_Required task_
Copy out the text of every one of the records below word for word, leaving out the pictures.

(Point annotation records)

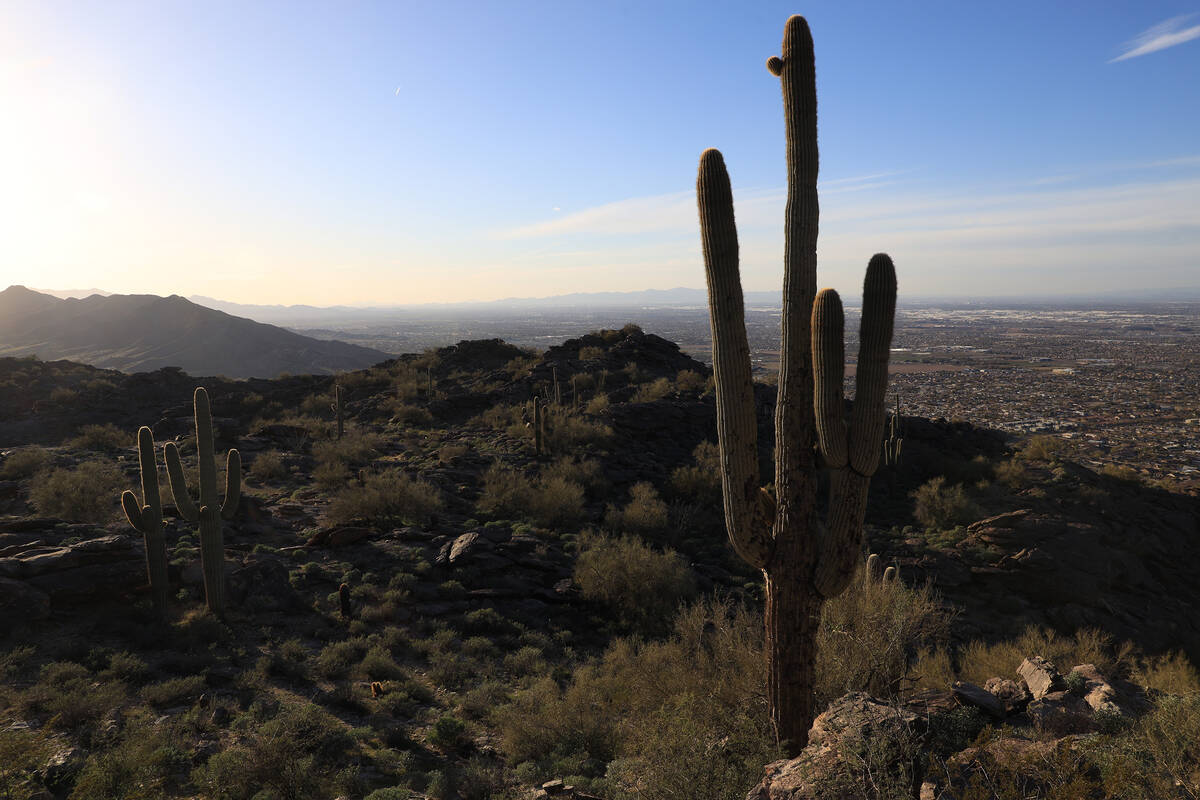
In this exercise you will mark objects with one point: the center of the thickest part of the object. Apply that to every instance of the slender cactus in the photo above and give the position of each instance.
(209, 513)
(337, 409)
(147, 518)
(804, 560)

_Solution for this problem_
In this exercise you will mark objects with one point: the center of the thickest part of the object. Apply that to every instance of the slender cactus in the photo above and give the position of each instance.
(209, 513)
(337, 409)
(147, 518)
(804, 560)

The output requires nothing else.